## What to do
Copy each of the items below word for word, keeping every line as it stands.
--- Recorded information ---
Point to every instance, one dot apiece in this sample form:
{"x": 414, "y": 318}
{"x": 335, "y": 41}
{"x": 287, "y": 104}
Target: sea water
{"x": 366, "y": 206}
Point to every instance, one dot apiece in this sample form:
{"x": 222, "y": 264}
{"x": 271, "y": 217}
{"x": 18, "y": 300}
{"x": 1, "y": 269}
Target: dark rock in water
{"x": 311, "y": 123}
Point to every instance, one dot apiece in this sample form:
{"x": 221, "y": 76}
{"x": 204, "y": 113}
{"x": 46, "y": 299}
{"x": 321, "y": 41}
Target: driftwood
---
## Answer in full
Point to every instance, one dot apiece in this sample form:
{"x": 414, "y": 318}
{"x": 335, "y": 41}
{"x": 287, "y": 104}
Target: sea water
{"x": 366, "y": 206}
Point to every instance, one dot apiece in this sample form:
{"x": 222, "y": 264}
{"x": 271, "y": 217}
{"x": 18, "y": 300}
{"x": 1, "y": 269}
Target: dark rock in water
{"x": 311, "y": 123}
Point to every instance, one dot apiece in this sample form:
{"x": 221, "y": 76}
{"x": 204, "y": 113}
{"x": 46, "y": 299}
{"x": 321, "y": 41}
Target: driftwood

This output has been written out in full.